» **Records for this task**
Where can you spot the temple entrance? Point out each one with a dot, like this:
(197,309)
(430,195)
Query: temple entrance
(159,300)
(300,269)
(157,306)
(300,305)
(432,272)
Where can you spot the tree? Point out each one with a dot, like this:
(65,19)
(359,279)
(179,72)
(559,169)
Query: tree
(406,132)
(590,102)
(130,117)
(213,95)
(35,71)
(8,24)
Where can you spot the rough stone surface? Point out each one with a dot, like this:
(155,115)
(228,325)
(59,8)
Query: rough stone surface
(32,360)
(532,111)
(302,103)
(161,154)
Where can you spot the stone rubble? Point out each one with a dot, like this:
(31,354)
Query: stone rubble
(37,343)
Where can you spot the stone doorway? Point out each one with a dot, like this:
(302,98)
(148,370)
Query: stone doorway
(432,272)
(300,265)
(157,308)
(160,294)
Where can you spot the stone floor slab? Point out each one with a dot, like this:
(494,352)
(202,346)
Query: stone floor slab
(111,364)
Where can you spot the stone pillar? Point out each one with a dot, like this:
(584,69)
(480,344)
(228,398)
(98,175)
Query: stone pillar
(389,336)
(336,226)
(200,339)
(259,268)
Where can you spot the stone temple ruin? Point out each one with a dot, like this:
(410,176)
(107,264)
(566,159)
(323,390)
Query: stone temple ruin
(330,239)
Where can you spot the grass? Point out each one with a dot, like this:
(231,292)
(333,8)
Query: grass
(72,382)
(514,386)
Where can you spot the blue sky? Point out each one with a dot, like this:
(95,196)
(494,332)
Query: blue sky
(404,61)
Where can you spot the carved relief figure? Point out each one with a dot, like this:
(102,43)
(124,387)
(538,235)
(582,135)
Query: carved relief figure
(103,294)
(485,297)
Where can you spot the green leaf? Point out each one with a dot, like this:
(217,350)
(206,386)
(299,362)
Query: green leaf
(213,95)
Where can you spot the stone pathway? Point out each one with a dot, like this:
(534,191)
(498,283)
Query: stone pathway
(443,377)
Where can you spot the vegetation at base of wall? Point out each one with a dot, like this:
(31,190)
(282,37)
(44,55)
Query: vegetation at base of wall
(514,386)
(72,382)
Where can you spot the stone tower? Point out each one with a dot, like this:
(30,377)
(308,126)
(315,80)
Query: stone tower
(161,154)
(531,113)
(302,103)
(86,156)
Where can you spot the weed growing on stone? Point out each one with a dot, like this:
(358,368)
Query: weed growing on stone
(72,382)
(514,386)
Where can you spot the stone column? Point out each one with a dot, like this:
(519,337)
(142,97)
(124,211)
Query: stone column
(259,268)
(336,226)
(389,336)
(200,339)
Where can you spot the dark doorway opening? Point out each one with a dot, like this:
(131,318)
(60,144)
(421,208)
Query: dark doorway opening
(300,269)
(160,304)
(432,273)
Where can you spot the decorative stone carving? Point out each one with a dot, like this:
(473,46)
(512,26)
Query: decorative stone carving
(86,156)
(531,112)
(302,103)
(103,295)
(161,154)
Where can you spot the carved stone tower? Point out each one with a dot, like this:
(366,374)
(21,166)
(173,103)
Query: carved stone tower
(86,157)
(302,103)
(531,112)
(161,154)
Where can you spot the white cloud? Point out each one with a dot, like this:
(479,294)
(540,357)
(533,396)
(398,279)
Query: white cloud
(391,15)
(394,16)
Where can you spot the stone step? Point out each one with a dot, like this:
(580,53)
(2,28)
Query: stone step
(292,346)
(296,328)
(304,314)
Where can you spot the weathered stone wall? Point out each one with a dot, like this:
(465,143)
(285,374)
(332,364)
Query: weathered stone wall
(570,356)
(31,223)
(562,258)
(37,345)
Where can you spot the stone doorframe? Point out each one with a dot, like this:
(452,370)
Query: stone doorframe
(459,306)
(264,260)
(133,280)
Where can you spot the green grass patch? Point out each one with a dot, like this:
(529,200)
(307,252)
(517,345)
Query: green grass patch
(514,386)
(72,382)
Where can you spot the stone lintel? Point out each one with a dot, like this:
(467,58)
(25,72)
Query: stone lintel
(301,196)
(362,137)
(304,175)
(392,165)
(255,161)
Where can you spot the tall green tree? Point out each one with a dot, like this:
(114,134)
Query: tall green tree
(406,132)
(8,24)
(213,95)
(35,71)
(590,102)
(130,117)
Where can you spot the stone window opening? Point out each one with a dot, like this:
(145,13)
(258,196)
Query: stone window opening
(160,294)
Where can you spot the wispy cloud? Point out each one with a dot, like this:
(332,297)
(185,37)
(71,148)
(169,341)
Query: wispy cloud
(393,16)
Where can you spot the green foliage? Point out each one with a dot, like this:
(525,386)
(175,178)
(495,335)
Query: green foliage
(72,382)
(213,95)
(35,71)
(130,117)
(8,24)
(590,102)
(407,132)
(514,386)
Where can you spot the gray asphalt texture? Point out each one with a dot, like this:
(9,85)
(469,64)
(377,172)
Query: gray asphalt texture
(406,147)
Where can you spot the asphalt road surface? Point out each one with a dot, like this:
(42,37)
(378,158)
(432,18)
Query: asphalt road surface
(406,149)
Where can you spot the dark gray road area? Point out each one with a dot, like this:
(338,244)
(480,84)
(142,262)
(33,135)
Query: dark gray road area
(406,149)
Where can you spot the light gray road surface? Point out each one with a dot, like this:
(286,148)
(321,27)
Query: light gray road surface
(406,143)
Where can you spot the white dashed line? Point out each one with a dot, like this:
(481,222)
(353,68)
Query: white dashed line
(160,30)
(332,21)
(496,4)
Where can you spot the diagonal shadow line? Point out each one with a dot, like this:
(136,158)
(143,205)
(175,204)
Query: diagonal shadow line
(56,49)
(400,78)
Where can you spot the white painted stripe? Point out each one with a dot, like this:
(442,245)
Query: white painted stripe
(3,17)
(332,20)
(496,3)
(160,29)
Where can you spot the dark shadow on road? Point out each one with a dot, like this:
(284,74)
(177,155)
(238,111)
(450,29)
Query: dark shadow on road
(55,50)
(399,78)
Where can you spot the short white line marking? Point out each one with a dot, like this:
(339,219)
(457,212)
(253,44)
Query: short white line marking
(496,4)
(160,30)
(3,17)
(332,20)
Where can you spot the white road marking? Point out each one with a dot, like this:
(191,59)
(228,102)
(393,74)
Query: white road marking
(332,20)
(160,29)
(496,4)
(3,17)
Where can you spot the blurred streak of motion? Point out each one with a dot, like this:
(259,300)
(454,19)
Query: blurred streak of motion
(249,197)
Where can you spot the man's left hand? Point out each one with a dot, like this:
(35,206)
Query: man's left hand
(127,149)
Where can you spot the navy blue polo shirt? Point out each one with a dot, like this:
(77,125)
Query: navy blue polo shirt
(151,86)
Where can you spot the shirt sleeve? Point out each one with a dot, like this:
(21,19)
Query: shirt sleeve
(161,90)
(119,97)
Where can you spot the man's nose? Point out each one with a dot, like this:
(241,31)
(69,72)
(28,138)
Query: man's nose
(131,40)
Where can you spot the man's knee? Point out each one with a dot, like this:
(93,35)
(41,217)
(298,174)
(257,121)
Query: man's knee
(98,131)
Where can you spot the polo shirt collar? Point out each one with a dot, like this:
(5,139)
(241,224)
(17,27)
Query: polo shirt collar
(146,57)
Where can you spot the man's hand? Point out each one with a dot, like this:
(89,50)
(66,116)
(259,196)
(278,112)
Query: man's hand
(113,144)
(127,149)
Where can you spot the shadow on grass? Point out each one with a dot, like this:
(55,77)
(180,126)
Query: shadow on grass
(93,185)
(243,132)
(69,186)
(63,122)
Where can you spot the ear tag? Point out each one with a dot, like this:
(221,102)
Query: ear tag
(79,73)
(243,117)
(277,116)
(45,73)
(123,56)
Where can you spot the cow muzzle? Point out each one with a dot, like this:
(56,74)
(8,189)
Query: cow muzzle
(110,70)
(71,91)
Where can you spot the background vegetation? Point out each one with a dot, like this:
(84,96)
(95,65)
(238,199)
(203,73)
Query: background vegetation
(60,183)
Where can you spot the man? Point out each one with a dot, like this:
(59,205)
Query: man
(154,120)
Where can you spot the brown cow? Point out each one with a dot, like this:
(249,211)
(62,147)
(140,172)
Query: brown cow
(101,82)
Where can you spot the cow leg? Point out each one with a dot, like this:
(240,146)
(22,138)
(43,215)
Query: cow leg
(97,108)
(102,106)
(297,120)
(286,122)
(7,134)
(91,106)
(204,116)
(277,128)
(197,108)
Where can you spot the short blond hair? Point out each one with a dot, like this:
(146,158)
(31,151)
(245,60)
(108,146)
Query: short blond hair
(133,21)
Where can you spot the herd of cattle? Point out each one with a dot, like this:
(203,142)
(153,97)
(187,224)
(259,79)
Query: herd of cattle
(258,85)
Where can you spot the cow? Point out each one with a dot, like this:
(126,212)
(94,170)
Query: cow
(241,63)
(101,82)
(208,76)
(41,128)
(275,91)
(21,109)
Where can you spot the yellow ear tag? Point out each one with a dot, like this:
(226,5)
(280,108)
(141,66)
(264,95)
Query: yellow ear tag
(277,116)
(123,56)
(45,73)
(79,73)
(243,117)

» **Exercise details**
Word for word, quote the lines from the line containing "Where can you spot the cow muzzle?" through the end of the material, both included, and nothing else.

» **Correct result**
Where can you spot the cow muzzle? Point out each one with a dot, like this:
(56,74)
(8,189)
Query: cow muzzle
(110,70)
(71,91)
Where can you spot the background vegetation? Point out each one with a dot, like this:
(84,96)
(95,65)
(238,199)
(203,73)
Query: background vegetation
(60,183)
Where can you spot the man? Point out each one with a dot, like this:
(59,205)
Query: man
(154,120)
Where can you spot the brown cow? Point out each one with a dot, like this:
(249,211)
(62,147)
(140,172)
Query: brown cow
(101,82)
Where can you spot the cow leg? Point out each one with a dot, like this:
(240,146)
(22,138)
(43,215)
Query: cow leg
(97,108)
(102,106)
(297,120)
(286,122)
(7,134)
(91,106)
(204,116)
(277,128)
(197,108)
Where can you spot the short blond hair? Point out each one with a dot, like this:
(146,158)
(31,151)
(245,60)
(108,146)
Query: short blond hair
(133,21)
Where can you spot the herd of cattle? Point out each one with a dot, like this:
(203,142)
(153,97)
(187,224)
(259,79)
Query: herd of cattle
(258,85)
Where can you spot the cow? Point out each one with a dot, like this:
(126,212)
(94,170)
Query: cow
(241,63)
(101,82)
(208,76)
(41,128)
(275,91)
(21,109)
Where can you spot the yellow ear tag? Point out each one with a dot, like this:
(226,5)
(280,108)
(141,66)
(264,95)
Query: yellow ear tag
(277,116)
(123,56)
(45,73)
(79,73)
(243,117)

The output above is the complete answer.